» Text for analysis:
--- START ---
If you’re reading this, then you’re OK – but, today, many people around the world will have a nasty surprise.
At midnight last night, the FBI shut down the servers it was using to keep internet service for millions of people going following a raid on hackers last year.
Last November, the FBI arrested six Estonians and a Russian who it said had used a piece of malware called DNSChanger to infect as many as four million computers round the world, half a million of them in the US.
That’s a lot of computers, and rather than simply switch off the gang’s servers, the FBI substituted some of its own. It’s since been warning people to check for an infection, as they’d lose internet service altogether when the FBI servers were finally turned off.
And that switch-off happened last night, leaving an estimated 250,000 computers around the world still infected, of which as many as 45,000 are in the US.
“We’ve been using the last eight months to go out and clean up the infected computers, but we don’t have everybody,” says supervisory secial agent Thomas Grasso of the FBI’s Cyber Division.
For these people, there are a couple of solutions, although they’re not likely to be easy. First, they can contact service providers, most of which have techniques to help.
Alternatively, thewy may be able to use an uninfected machine to download the free DNSChanger virus scan and removal software available here from the DNSChanger Working Group, and then use removable media such as a USB flash drive to install it on the infected machine.
--- END ---
» Stored data:
--- START ---
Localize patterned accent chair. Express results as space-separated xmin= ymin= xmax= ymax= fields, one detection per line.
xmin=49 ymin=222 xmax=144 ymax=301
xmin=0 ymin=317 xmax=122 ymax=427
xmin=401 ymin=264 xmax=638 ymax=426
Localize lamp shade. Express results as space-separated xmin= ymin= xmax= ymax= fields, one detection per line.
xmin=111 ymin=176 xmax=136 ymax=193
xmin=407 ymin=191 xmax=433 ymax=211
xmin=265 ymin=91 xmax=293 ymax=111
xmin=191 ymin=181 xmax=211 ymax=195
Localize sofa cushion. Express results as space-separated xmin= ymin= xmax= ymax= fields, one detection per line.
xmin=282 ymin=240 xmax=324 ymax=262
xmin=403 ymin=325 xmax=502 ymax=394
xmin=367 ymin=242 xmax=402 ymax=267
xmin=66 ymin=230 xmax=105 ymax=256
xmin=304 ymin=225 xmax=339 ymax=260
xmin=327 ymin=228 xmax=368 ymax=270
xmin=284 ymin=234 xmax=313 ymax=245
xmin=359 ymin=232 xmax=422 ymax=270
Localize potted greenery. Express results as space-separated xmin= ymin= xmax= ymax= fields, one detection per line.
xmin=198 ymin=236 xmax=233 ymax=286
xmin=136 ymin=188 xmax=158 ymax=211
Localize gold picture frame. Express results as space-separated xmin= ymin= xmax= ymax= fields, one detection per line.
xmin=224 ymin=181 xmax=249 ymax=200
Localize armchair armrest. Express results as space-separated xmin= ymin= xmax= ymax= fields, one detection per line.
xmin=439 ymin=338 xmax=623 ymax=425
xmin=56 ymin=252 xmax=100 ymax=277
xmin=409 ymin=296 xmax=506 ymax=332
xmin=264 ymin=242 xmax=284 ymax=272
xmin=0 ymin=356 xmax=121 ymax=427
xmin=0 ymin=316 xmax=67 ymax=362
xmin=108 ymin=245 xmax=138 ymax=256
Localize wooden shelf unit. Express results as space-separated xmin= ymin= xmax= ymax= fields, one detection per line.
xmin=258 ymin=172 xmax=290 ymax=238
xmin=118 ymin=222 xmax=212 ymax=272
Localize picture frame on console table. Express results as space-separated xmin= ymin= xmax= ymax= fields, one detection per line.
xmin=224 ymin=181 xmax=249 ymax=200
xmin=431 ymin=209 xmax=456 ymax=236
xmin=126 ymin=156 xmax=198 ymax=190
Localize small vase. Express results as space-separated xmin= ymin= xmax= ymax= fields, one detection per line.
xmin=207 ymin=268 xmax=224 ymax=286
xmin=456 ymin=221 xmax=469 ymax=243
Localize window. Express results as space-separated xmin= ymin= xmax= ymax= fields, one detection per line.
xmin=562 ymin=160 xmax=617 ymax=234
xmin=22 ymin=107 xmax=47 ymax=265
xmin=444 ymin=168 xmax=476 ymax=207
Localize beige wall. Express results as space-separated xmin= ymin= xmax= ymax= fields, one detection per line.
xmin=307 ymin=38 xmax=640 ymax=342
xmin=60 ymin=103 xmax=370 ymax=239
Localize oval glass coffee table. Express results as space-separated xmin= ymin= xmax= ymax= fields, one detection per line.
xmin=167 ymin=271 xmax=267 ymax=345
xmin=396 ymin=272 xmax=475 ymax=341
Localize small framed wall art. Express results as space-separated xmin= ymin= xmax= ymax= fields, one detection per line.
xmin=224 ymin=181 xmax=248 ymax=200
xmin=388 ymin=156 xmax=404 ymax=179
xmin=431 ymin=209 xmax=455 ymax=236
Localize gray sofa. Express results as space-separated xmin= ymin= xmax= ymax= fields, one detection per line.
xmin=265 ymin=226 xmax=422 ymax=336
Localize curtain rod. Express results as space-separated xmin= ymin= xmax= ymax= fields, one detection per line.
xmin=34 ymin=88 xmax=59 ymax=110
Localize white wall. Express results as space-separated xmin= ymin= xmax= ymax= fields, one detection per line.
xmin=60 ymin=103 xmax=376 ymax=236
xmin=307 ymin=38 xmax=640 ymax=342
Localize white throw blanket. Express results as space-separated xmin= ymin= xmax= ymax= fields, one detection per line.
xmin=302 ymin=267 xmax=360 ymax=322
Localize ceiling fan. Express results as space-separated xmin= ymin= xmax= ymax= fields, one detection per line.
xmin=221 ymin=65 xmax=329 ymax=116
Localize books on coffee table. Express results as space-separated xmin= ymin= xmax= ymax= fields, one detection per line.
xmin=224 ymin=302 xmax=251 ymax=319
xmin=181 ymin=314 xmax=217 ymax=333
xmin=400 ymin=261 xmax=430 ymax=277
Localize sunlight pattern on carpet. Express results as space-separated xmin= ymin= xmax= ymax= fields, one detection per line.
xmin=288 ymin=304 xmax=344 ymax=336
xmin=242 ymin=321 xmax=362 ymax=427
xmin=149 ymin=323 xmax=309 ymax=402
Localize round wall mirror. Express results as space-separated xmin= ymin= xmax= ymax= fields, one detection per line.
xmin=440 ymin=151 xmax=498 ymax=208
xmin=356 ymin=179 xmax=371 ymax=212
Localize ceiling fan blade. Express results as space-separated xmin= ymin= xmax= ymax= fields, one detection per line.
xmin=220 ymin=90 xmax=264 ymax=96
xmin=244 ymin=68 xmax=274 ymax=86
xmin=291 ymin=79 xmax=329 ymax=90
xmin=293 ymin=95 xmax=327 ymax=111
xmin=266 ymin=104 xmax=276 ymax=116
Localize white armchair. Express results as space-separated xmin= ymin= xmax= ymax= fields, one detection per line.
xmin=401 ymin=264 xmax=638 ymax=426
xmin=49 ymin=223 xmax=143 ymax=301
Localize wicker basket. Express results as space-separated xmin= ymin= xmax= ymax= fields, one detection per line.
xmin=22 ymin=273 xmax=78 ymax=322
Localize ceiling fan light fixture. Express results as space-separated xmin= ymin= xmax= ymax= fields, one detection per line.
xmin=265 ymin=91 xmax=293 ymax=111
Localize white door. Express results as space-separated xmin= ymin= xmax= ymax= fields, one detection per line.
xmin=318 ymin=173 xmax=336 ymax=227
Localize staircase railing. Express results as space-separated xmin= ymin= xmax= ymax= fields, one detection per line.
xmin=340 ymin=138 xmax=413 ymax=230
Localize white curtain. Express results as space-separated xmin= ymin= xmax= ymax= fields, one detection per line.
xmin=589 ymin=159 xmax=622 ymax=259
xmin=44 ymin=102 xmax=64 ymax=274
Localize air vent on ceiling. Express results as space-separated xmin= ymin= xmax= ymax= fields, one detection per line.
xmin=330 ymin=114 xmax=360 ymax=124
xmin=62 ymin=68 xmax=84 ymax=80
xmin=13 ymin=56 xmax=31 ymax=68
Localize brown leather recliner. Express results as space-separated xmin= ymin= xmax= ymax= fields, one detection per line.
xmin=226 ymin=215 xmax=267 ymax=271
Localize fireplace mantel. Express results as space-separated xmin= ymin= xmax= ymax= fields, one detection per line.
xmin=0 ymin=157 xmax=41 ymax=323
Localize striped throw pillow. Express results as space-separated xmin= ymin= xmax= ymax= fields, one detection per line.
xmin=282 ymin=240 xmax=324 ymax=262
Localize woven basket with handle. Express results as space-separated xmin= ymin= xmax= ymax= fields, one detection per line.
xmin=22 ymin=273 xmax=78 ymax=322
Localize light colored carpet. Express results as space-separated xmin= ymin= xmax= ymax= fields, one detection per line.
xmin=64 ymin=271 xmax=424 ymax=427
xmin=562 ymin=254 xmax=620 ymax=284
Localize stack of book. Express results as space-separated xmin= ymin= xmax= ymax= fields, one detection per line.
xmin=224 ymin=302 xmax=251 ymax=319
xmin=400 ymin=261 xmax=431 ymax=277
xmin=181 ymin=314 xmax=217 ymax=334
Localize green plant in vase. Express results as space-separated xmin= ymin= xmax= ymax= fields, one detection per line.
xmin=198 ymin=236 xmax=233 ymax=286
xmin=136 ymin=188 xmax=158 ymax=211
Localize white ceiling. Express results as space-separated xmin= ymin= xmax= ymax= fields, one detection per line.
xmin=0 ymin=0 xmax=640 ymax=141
--- END ---
Answer these about the DNSChanger article above:
1. How many computers worldwide did the arrested group allegedly infect with DNSChanger?
2. After last night's switch-off, how many computers worldwide were estimated to be still infected?
3. What removable media does the article name as a way to install the removal software on an infected machine?

1. As many as four million.
2. An estimated 250,000.
3. A USB flash drive.